> **Directions for this task**: Each line that contains "black" needs to be copied from the listing.

> **Listed records**:

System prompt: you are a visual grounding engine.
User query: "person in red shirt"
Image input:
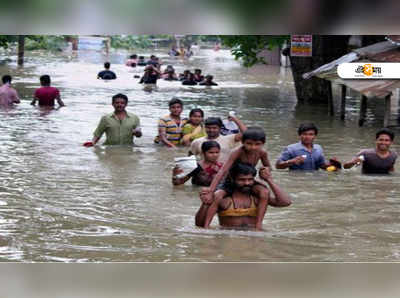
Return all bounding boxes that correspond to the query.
[31,75,65,107]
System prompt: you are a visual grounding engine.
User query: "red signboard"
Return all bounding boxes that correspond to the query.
[291,35,312,57]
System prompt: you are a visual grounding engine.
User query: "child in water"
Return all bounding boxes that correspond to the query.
[172,141,223,186]
[181,108,206,146]
[202,127,272,230]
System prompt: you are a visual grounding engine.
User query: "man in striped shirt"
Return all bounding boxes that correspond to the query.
[156,98,188,148]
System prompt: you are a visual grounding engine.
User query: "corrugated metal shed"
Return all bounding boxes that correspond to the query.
[302,38,400,126]
[303,40,400,98]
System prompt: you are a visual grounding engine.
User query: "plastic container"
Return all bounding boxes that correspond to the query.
[174,156,197,178]
[356,155,365,166]
[326,165,337,172]
[221,111,239,136]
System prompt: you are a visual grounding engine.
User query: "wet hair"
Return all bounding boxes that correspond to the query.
[189,108,204,118]
[130,54,137,59]
[298,123,318,135]
[2,75,12,84]
[168,97,183,107]
[206,75,213,80]
[139,56,145,60]
[40,75,51,86]
[230,162,257,180]
[376,128,395,141]
[204,117,223,127]
[150,55,156,59]
[201,140,220,153]
[104,62,110,69]
[242,127,266,143]
[112,93,128,104]
[183,70,190,74]
[194,69,201,74]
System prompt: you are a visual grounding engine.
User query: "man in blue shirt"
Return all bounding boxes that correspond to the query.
[276,123,337,171]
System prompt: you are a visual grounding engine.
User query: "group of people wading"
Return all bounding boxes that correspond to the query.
[80,94,397,231]
[1,46,397,231]
[98,53,218,86]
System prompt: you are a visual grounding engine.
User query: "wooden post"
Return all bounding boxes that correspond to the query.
[384,94,391,127]
[327,81,334,116]
[17,35,25,66]
[358,95,367,126]
[340,85,346,120]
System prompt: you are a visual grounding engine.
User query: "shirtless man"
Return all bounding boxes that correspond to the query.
[195,162,290,230]
[0,75,20,107]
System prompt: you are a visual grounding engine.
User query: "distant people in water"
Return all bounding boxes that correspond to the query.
[191,43,200,55]
[181,108,206,146]
[179,46,186,58]
[97,62,117,80]
[199,75,218,86]
[31,75,65,107]
[139,65,161,84]
[162,65,178,81]
[147,55,161,69]
[179,70,191,81]
[182,73,197,86]
[185,46,194,58]
[214,42,221,51]
[173,141,223,186]
[137,56,147,66]
[0,75,20,107]
[194,69,204,82]
[126,54,138,67]
[169,45,180,57]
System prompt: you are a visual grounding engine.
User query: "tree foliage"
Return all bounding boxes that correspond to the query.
[0,35,74,51]
[219,35,289,67]
[0,36,18,49]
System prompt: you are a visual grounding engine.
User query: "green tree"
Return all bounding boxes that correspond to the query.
[220,35,289,67]
[220,35,351,103]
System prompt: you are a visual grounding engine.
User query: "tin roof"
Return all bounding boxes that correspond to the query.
[302,40,400,98]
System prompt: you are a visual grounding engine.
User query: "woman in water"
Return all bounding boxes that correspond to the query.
[181,108,206,146]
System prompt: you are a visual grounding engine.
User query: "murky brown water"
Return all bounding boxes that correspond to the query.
[0,48,399,262]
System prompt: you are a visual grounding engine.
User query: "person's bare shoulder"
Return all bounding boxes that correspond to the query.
[219,197,232,210]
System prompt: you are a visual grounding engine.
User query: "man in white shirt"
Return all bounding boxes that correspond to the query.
[189,116,246,163]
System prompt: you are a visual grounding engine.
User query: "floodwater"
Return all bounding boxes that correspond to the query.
[0,48,399,262]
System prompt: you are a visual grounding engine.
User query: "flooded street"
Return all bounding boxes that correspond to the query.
[0,48,399,262]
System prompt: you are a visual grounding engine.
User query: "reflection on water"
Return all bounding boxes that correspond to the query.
[0,48,399,262]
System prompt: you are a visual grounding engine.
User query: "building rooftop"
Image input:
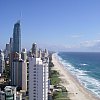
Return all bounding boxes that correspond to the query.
[5,86,16,91]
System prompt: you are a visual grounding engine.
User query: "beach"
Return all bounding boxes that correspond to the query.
[52,54,100,100]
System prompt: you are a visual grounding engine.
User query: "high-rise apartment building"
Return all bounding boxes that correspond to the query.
[21,48,27,61]
[29,57,49,100]
[42,49,48,58]
[32,43,38,57]
[11,59,27,91]
[4,43,10,58]
[38,49,42,58]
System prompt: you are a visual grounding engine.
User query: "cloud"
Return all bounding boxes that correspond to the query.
[80,40,100,48]
[80,41,95,47]
[62,39,100,52]
[71,35,81,38]
[70,33,83,38]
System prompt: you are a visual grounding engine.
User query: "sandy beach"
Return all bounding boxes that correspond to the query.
[52,54,100,100]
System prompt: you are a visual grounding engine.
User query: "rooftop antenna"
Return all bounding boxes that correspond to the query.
[20,11,22,21]
[17,12,22,23]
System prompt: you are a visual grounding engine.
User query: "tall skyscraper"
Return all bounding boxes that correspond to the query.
[9,38,13,85]
[0,50,5,74]
[6,43,10,54]
[4,43,10,58]
[11,21,22,87]
[10,37,13,53]
[32,43,38,57]
[13,21,21,53]
[29,57,49,100]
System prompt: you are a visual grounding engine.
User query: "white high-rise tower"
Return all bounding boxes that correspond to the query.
[29,57,48,100]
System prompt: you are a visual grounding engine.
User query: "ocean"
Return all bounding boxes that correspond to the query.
[56,52,100,98]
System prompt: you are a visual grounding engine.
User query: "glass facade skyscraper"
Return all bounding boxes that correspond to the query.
[13,21,21,53]
[11,21,21,86]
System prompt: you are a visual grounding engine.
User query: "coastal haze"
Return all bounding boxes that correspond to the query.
[0,0,100,100]
[0,0,100,52]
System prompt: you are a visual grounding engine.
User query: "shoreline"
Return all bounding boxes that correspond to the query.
[52,53,100,100]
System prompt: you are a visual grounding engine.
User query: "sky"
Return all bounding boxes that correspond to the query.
[0,0,100,52]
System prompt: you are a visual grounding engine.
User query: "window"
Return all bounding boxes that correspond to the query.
[34,74,36,76]
[34,68,36,70]
[34,77,36,79]
[34,87,36,88]
[34,65,36,67]
[34,83,36,85]
[34,71,36,73]
[34,80,36,82]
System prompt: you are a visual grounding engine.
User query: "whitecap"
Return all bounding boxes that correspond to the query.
[80,63,88,66]
[55,53,100,98]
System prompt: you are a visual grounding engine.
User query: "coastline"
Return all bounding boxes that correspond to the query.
[52,53,100,100]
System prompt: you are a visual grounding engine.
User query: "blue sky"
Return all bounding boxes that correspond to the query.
[0,0,100,51]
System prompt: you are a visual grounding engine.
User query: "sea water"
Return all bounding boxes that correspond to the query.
[55,52,100,98]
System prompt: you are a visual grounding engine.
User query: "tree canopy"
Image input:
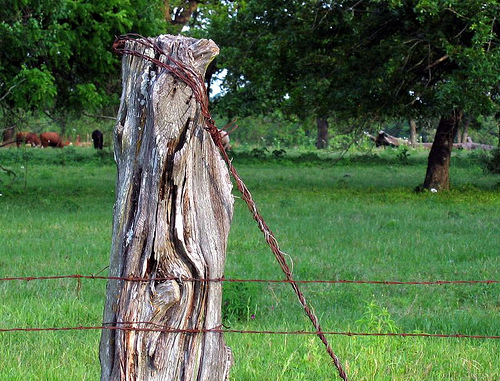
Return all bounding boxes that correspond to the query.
[0,0,167,121]
[208,1,500,123]
[1,0,499,189]
[4,0,497,128]
[204,0,500,189]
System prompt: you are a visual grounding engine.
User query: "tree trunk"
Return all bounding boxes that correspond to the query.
[99,35,234,381]
[408,119,417,147]
[316,116,328,149]
[423,110,462,191]
[2,125,15,145]
[498,114,500,150]
[460,116,471,144]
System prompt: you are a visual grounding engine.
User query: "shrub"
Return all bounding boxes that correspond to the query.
[272,149,287,158]
[482,148,500,174]
[250,147,269,158]
[396,146,411,164]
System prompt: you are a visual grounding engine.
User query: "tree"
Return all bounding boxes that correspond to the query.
[206,0,348,149]
[0,0,167,137]
[0,1,232,138]
[332,1,500,190]
[409,119,418,147]
[423,109,462,190]
[206,1,500,189]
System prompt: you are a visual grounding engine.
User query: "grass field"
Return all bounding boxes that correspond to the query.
[0,146,499,380]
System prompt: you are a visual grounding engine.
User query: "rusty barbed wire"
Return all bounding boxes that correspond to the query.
[113,33,349,380]
[1,322,499,340]
[1,274,499,285]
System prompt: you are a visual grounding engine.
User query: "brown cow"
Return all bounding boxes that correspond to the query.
[15,132,27,147]
[16,132,41,147]
[25,133,41,147]
[40,132,68,148]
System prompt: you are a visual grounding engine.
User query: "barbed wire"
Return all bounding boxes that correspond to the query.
[1,274,499,285]
[1,323,498,340]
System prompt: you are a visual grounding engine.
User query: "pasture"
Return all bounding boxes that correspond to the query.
[0,146,499,380]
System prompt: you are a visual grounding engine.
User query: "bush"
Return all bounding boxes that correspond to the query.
[250,147,269,158]
[481,148,500,174]
[272,149,287,158]
[396,146,411,164]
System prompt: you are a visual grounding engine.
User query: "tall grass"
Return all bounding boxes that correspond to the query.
[0,147,499,380]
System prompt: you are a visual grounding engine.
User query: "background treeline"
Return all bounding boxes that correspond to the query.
[1,1,500,187]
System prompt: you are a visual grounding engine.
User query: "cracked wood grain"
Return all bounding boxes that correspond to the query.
[100,35,233,381]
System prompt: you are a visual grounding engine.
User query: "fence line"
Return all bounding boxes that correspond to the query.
[0,274,498,285]
[1,323,499,340]
[1,274,497,340]
[2,274,497,338]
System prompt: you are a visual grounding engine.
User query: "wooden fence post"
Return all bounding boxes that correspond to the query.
[99,35,234,381]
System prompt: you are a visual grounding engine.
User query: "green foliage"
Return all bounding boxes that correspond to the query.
[208,0,343,119]
[482,148,500,174]
[396,146,411,164]
[295,151,321,163]
[272,149,287,158]
[249,147,269,158]
[215,111,315,149]
[207,0,500,128]
[0,0,167,118]
[73,84,104,112]
[356,300,399,333]
[11,65,57,110]
[222,282,259,324]
[471,115,500,146]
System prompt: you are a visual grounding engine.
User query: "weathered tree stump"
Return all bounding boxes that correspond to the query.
[99,35,234,381]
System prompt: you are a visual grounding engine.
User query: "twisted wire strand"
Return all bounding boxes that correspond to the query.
[1,323,499,340]
[1,274,498,285]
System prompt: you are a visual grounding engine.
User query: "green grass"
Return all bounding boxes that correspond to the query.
[0,146,499,380]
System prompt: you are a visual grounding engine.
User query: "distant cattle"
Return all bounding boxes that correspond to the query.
[91,129,103,149]
[40,132,68,148]
[16,132,41,147]
[26,133,41,147]
[15,132,27,147]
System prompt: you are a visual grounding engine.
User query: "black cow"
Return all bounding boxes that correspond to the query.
[91,129,104,149]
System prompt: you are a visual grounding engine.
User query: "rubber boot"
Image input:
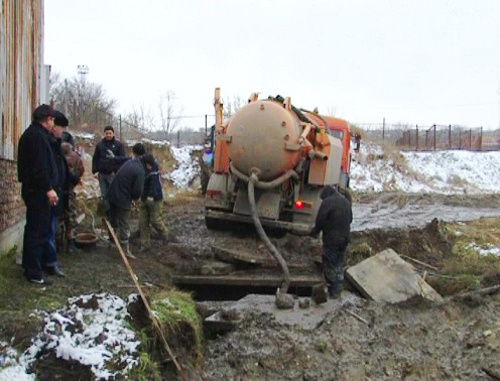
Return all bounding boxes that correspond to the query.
[123,242,136,259]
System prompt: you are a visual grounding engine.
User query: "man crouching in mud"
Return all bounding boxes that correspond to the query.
[310,186,353,299]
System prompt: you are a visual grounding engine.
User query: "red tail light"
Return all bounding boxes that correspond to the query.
[206,189,223,199]
[295,200,303,209]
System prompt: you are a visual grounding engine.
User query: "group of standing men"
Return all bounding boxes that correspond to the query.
[18,104,168,285]
[18,105,84,285]
[91,127,168,259]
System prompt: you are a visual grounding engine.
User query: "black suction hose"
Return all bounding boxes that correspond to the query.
[248,173,290,294]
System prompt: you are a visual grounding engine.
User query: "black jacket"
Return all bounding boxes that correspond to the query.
[92,137,126,175]
[17,122,58,193]
[108,158,146,210]
[141,161,163,201]
[311,187,353,248]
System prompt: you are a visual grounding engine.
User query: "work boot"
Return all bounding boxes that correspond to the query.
[328,285,342,299]
[46,265,66,278]
[124,243,136,259]
[68,239,77,254]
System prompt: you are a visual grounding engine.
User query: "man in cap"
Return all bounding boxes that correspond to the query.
[108,143,154,259]
[139,154,168,251]
[43,111,76,278]
[310,186,353,299]
[17,104,59,284]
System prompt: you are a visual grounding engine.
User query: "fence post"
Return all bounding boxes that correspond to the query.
[205,114,208,136]
[119,114,122,140]
[416,125,419,151]
[177,130,180,147]
[433,124,436,151]
[425,130,428,150]
[459,130,461,149]
[469,129,472,150]
[448,125,451,149]
[382,117,385,140]
[480,127,483,151]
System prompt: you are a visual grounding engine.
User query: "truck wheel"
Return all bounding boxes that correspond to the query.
[205,216,220,230]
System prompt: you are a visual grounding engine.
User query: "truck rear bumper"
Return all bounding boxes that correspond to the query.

> **Worked solution**:
User query: "black cow"
User query: "black suction hose"
User query: "black jacket"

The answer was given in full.